- **Фрагмент текста**
==================================================
Позже и в другой культуре другой солярный культ — славянская языческая масляница (блин — это символ солнечного круга) — был переосмыслен как часть подготовки к Пасхе, как вхождение в Великий Пост. Масленица стала послушно следовать не за весенней погодой, а за церковным календарем и контрастно приготовлять людей к Великому посту.
Смысл этой педагогики понятен: надо ослабить бытовое общение новообращенного христианина с его еще языческими соплеменниками и соседями. Желательно — через разрыв праздничного общения. «Установить христианский праздник в день праздника языческого значило созвать христиан в церковь и поставить их под влияние таких воспоминаний, что для многих становилось потом психологически невозможно участвовать в языческих праздниках. Кто утром слышал о том, что среди шумного пира повелено было усекнуть голову большего из рожденных женами, у того язычески новогоднее настроение было уже на весь день испорчено»[16].
Итак, даже языческие праздники Церковь смогла подбирать и переосмыслять (а языческие храмы — переосвящать).
В-шестых, христианство брало («узнавало») из античных авторов то, что было и в нем самом, но еще не было настолько ясно артикулировано и красиво выражено[17]. Это и некоторые этические формулы, и философские аргументы в пользу единобожия.
То, что древние христиане не замкнулись от античной культуры, по-своему удивительно. Ведь это была культура их палачей.
И тем не менее апостол Павел четырежды цитирует античных писателей. Спустя столетие святой Иустин, стяжавший два прозвища — «Иустин Философ» и «Иустин Мученик», говорит очень значимые и добрые слова о языческой философии:
«Все, что когда-либо сказано и открыто хорошего философами и законодателями, все это ими сделано соответственно мере нахождения ими и созерцания Слова… Христос, которого отчасти познал и Сократ… Все, что сказано кем-либо хорошего, принадлежит нам, христианам» (Апология 2,10 и 13). «У всех, кажется, есть семена истины, но они не точно выразумели их… Те, которые жили согласно с Словом, суть христиане, хотя бы считались за безбожников: таковы между эллинами — Сократ и Гераклит, и им подобные, а из варваров — Авраам, Илия и многие другие» (Апология 1,22 и 46).
Для святого Иустина христианство — не альтернатива не-христианству, а раскрытие его скрытых потенций, заложенных туда, однако же, нашим Богом.
Другой апологет второго столетия — Минуций Феликс — также был настроен на поиск общего: «Или истинные философы сейчас — христиане, или христианами были философы тех времен» (Октавий, 20).
Для первых поколений христиан это было не проявлением такта и даже не просто миссионерским приемом. Отношение к язычеству было внутренним вопросом христианского богословия. Главный догмат христианства — «Бог есть любовь». Но если это и в самом деле так, то отчего эта любовь проявилась так поздно, только «в наши дни». Был ли Бог неизменен в своей любви к людям в былые столетия? И если да — то где проявления этой Его заботы?
==================================================
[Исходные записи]
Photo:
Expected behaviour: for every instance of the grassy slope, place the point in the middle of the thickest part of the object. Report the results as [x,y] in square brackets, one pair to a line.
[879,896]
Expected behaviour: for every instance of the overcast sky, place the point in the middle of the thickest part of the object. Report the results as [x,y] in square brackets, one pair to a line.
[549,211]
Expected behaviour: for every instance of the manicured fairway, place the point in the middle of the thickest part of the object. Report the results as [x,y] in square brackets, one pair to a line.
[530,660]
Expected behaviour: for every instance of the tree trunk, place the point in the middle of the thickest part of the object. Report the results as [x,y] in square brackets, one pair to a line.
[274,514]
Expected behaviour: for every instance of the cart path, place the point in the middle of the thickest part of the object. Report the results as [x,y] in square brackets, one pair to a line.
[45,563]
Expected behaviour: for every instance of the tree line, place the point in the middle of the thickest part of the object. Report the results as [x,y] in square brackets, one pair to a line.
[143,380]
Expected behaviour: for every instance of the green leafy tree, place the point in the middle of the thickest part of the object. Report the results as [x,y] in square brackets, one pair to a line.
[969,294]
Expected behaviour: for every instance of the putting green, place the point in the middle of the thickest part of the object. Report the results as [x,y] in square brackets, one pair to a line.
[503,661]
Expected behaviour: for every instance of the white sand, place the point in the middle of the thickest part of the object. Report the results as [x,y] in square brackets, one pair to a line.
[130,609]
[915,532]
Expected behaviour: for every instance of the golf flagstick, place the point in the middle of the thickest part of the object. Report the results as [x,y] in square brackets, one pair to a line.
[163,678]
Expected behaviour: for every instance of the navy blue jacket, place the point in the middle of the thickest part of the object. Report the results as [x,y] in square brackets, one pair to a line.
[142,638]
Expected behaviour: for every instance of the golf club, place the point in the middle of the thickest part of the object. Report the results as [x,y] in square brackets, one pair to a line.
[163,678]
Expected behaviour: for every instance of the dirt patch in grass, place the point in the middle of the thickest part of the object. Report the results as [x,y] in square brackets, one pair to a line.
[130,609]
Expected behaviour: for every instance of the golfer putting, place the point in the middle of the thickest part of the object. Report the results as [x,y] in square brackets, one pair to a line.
==================================================
- **Список заданий**
- a) Ответьте на вопросы по фрагменту о христианстве и языческой культуре:
(i) Символом чего назван блин?
(ii) Сколько раз апостол Павел цитирует античных писателей?
(iii) Какие два прозвища получил святой Иустин?
- b) Продолжите фрагмент о христианстве и языческой культуре с того места, где он заканчивается.
Записи здесь не понадобятся.

- **Ответы**
- a)
(i) Символом солнечного круга.
(ii) Четыре раза.
(iii) «Иустин Философ» и «Иустин Мученик».

- b)
Тут выбор был очевиден:
Или вслед за гностиками признать появление Бога любви на земле нежданной импровизацией. И в этом случае Бог пришел не «к своим», а к чужим, и Сам Он в нашеммире — Чужак. И тогда у христианина-гностика нет права добрым глазом смотреть на до-евангельскую историю. И мир языческих народов, и мир Ветхого Завета для него равно кошмарны.
Или же признать, что Логос — не новичок в мире людей. Но тогда нужно рассмотреть свидетельства о Его пребывании в мире людей, причем не только евреев. Так церковное богословие с первых своих шагов подъяло два грандиозных проекта: доброе истолкование еврейского Танаха и, пусть и более полемическое, но все же приемлющее, переосмысление греко-римского культурного наследия.
Люди, которые не понимают такой задачи богословской мысли, — в Церкви долго не удерживаются[18]. Так произошло с ригористами Тертуллианом и Татианом.
И позднее не все церковные писатели осознали неизбежность и такого вопроса и именно такого ответа. Поэтому внутрицерковная дискуссия по вопросу о «языческом наследии» идет до сих пор.
Собственно, те Отцы, что прошли искус университетского образования до обретения веры или принятия монашества и священства, обычно не анафематствовали свое библиотечное прошлое. Они имели опыт безопасного обращения с «внешней мудростью» и выражали надежду, что и ученики их смогут столь же успешно пройти через испытание светским образованием и вынесут из него лучшее.
А те Отцы, что и в мирскую пору своей жизни жили без книг, как правило, и встав на путь подвижничества, не открывали в себе тягу к изучению светской литературы[19] (а иногда даже и церковной).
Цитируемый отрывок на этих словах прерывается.